| About this task |
What you write should be an exact repeat of the lines from the one with "Question. In the picture above, identify the brown branch" through the final line below, minus the pictures.

(Saved entries)
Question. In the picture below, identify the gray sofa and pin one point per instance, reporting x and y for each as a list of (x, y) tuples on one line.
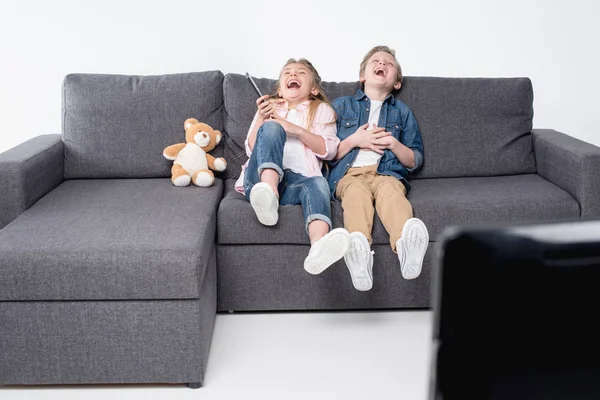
[(110, 274)]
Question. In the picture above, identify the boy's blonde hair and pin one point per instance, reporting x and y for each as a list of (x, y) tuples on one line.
[(315, 101), (376, 49)]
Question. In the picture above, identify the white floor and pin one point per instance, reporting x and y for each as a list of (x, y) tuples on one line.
[(293, 356)]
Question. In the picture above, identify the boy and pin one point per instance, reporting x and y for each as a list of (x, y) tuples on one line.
[(380, 144)]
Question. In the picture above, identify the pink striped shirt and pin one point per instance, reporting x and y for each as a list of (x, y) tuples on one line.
[(322, 126)]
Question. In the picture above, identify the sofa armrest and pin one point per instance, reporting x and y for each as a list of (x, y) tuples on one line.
[(571, 164), (28, 172)]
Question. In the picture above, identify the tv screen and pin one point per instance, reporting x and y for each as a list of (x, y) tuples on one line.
[(516, 313)]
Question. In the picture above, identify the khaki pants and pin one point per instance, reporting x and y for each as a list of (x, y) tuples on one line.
[(363, 186)]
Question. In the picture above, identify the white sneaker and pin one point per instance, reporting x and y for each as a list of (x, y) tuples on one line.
[(359, 260), (265, 203), (411, 248), (327, 250)]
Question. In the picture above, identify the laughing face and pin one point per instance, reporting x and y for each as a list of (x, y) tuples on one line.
[(381, 71), (296, 84)]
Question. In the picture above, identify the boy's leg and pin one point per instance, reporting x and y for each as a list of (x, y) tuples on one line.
[(392, 206), (266, 161), (408, 236), (354, 191), (313, 194), (357, 202)]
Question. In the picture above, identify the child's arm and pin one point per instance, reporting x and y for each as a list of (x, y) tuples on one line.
[(362, 138), (410, 151), (323, 141), (264, 112)]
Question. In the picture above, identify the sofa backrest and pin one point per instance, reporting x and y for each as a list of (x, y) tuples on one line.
[(116, 126), (470, 126)]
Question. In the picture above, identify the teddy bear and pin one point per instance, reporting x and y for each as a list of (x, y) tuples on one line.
[(191, 161)]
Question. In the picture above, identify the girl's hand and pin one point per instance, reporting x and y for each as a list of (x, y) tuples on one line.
[(265, 108), (287, 126), (370, 139)]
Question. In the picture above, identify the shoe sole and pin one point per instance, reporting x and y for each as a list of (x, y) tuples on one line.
[(261, 199), (415, 240), (337, 245), (362, 278)]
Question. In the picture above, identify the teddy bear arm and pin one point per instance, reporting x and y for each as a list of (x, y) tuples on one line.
[(216, 164), (170, 153)]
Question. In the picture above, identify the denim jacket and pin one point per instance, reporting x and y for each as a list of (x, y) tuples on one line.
[(353, 112)]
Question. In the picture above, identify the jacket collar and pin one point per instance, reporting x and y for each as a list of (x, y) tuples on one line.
[(361, 95)]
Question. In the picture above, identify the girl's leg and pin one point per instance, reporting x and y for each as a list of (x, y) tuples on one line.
[(265, 171), (313, 194)]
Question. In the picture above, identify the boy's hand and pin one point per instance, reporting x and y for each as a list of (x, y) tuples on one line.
[(369, 139), (387, 142)]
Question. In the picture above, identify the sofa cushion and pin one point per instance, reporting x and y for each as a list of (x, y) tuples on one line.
[(110, 239), (470, 126), (117, 125), (438, 202)]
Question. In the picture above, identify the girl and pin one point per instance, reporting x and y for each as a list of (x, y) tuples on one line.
[(292, 132)]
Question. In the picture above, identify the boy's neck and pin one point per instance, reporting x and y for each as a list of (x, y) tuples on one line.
[(377, 94)]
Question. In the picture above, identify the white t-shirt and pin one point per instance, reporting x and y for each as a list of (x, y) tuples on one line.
[(293, 151), (369, 157)]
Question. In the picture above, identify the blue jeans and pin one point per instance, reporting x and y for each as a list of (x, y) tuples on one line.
[(311, 192)]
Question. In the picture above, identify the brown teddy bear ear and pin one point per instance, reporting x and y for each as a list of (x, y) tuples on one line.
[(189, 123)]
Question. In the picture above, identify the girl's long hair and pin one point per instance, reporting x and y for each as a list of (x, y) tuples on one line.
[(315, 101)]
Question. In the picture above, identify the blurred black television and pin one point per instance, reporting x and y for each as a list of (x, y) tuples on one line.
[(516, 313)]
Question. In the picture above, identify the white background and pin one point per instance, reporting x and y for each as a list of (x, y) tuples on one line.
[(555, 43)]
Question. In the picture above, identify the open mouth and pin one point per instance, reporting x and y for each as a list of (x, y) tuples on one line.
[(379, 72), (294, 84)]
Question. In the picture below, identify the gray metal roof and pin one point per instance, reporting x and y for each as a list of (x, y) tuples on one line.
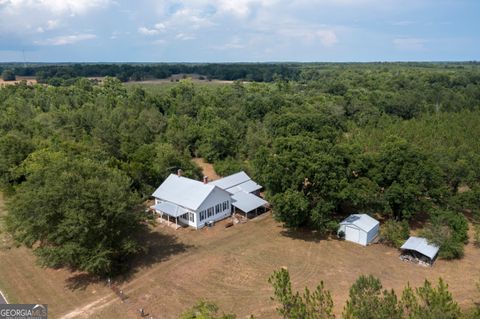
[(231, 180), (247, 202), (362, 221), (170, 209), (248, 187), (422, 246), (183, 191)]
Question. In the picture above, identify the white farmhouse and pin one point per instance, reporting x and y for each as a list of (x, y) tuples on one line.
[(196, 203), (360, 228)]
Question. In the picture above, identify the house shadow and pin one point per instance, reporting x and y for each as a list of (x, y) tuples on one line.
[(304, 234), (158, 247)]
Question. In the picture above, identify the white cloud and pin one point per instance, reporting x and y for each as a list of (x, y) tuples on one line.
[(24, 17), (146, 31), (183, 36), (66, 39), (71, 7), (409, 44), (327, 37)]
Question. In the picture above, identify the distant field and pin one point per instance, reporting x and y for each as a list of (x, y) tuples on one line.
[(230, 267)]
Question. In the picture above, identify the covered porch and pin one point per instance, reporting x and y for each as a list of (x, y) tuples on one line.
[(248, 203), (170, 214)]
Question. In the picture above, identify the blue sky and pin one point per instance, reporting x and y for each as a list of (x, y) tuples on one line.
[(239, 30)]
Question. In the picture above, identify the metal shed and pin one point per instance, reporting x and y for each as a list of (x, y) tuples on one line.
[(419, 248), (360, 228)]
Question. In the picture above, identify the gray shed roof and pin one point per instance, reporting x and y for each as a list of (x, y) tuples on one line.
[(248, 187), (231, 180), (362, 221), (170, 209), (183, 191), (247, 202), (422, 246)]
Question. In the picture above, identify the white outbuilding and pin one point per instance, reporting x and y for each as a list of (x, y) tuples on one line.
[(360, 228)]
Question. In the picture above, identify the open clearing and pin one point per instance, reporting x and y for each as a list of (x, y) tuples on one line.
[(229, 266)]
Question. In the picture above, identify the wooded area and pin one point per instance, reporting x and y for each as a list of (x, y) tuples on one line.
[(398, 140)]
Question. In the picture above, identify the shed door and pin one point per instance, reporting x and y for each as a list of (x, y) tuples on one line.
[(352, 234)]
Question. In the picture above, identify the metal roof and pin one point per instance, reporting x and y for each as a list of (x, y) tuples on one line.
[(247, 202), (183, 191), (248, 187), (362, 221), (422, 246), (170, 209), (231, 180)]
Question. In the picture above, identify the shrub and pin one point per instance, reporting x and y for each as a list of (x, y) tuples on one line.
[(449, 231), (8, 75), (228, 166), (394, 233), (476, 235)]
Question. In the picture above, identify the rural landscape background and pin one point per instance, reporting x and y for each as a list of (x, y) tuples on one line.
[(335, 107)]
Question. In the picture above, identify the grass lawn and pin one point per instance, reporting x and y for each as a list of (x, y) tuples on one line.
[(230, 267)]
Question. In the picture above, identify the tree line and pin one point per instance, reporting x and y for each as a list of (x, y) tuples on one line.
[(399, 141), (367, 300)]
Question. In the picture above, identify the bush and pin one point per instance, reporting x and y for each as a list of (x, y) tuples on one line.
[(394, 233), (449, 231), (228, 166), (8, 75), (476, 235)]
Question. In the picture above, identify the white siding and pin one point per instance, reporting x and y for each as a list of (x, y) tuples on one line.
[(352, 234), (216, 197), (363, 238), (372, 234)]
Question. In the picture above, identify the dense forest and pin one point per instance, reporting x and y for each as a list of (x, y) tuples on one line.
[(400, 141), (367, 299)]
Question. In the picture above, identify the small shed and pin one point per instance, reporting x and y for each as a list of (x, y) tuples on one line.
[(360, 228), (418, 250)]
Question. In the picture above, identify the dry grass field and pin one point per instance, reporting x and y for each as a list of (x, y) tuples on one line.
[(228, 266)]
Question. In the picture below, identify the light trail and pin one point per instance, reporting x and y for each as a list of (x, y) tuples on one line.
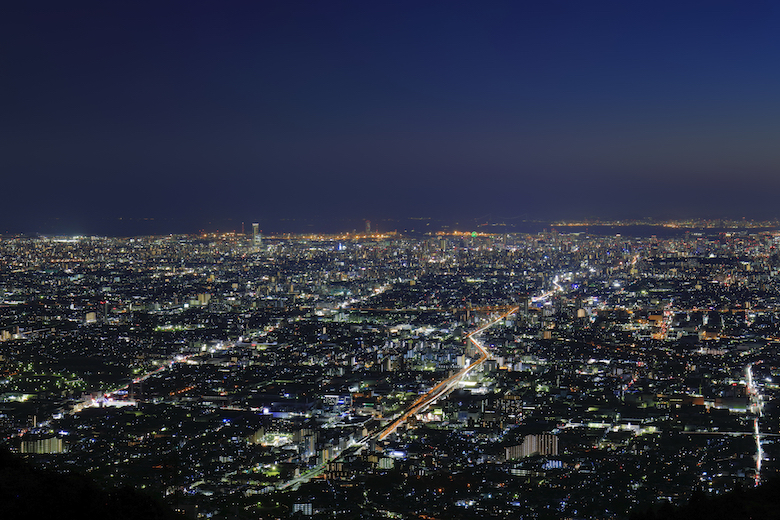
[(446, 386), (756, 406)]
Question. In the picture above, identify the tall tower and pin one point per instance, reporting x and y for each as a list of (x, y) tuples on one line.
[(257, 237)]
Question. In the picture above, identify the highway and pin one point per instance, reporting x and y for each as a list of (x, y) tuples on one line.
[(440, 390), (446, 386)]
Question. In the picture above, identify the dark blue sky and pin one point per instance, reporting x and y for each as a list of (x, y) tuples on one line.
[(197, 112)]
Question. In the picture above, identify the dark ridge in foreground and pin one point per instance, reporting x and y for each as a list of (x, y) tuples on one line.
[(762, 502), (26, 492)]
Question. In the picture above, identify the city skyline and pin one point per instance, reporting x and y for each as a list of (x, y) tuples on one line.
[(189, 113)]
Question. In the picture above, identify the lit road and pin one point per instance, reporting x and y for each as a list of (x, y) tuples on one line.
[(441, 389), (446, 386)]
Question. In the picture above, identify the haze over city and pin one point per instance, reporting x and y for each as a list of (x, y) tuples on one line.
[(415, 260), (201, 116)]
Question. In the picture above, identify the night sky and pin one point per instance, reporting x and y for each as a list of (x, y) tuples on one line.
[(206, 114)]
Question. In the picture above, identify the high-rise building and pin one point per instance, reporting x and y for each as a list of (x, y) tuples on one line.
[(257, 237)]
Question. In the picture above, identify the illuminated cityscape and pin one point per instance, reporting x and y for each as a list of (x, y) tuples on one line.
[(546, 375), (424, 260)]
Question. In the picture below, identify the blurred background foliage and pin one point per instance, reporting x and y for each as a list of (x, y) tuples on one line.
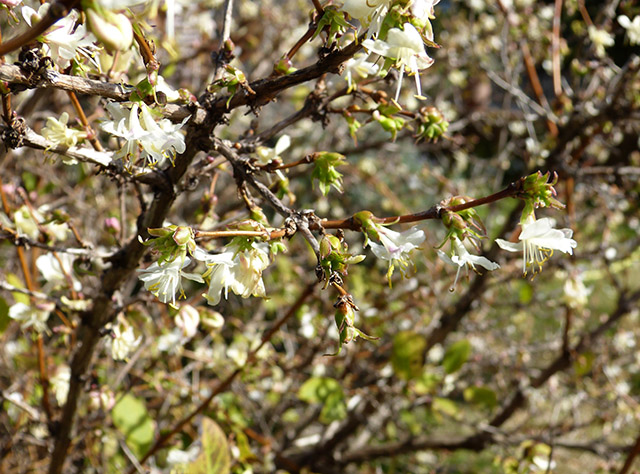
[(501, 375)]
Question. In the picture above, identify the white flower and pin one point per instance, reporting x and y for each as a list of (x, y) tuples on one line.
[(237, 269), (370, 13), (119, 4), (57, 132), (34, 316), (423, 11), (187, 320), (25, 221), (538, 240), (360, 67), (164, 280), (123, 342), (156, 141), (60, 384), (407, 49), (632, 27), (64, 40), (462, 258), (396, 247), (57, 270), (601, 39)]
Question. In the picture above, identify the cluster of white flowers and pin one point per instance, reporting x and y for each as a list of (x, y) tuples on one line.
[(632, 27), (156, 141), (403, 46), (66, 39), (396, 247), (538, 240)]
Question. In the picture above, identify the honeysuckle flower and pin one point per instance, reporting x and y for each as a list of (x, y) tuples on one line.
[(34, 316), (58, 133), (60, 384), (123, 341), (239, 268), (64, 40), (164, 138), (370, 14), (116, 5), (114, 30), (538, 240), (165, 280), (462, 258), (25, 221), (156, 141), (187, 320), (406, 48), (358, 66), (601, 39), (396, 247), (632, 27), (423, 11), (57, 269)]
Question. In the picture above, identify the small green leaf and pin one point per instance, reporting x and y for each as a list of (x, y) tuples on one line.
[(445, 406), (132, 419), (14, 280), (481, 396), (408, 353), (327, 391), (214, 457), (456, 355)]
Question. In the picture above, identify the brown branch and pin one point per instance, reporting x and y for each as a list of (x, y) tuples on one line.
[(56, 11), (104, 308), (226, 383)]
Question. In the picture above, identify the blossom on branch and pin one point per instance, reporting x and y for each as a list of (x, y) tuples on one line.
[(538, 240), (406, 49), (238, 268), (155, 141), (396, 247), (164, 280), (57, 132), (64, 40), (462, 258)]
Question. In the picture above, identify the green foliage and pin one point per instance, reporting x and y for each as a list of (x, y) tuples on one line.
[(407, 357), (131, 418), (456, 355), (328, 392), (215, 457), (482, 396)]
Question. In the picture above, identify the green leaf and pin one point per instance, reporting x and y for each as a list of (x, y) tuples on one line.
[(131, 418), (4, 315), (14, 280), (327, 391), (214, 457), (407, 357), (456, 355), (445, 406), (481, 396)]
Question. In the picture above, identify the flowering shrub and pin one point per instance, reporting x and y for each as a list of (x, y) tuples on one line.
[(204, 206)]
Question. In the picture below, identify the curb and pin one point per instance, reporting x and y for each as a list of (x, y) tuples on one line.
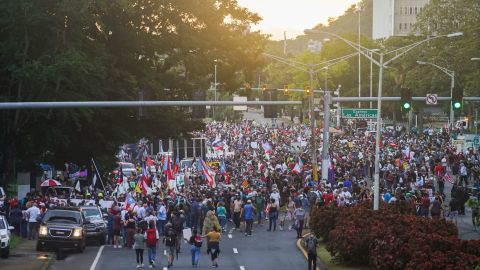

| Problem solution |
Question. In the picture above, identify the brown branch and pin one point per instance, reporting x and y for each as a list of (x, y) tuples on one line.
[(56, 11), (104, 308), (226, 383)]
Question. In the picture above, identify the blossom on branch and pin one point per instance, reporting x and y for each as a list of (x, y) tuples on one line.
[(538, 240), (406, 49), (238, 268), (155, 141), (396, 247), (164, 280), (57, 132), (64, 40), (462, 258)]
Question. In the picture above, identify the green foliage and pin one point per instance, reporting x and y for each as a list of (x, y) tuples on one line.
[(407, 357), (131, 418), (456, 355), (328, 392), (215, 457), (482, 396)]
Question. In the picture above, identify the green leaf and pin one point per instance, reporting x and y for each as a list of (x, y) tuples on one line.
[(131, 418), (4, 315), (14, 280), (327, 391), (214, 457), (407, 357), (456, 355), (445, 406), (481, 396)]
Question. In the picture above, identify the flowering shrub and pin one point per instance, reporting x and y for each as a list of (x, y) tuples on one line.
[(204, 206)]
Question. In the picture below, identify the curb and pin one point per instance, reporting x and y for each as a list of (x, y) tuples on one line.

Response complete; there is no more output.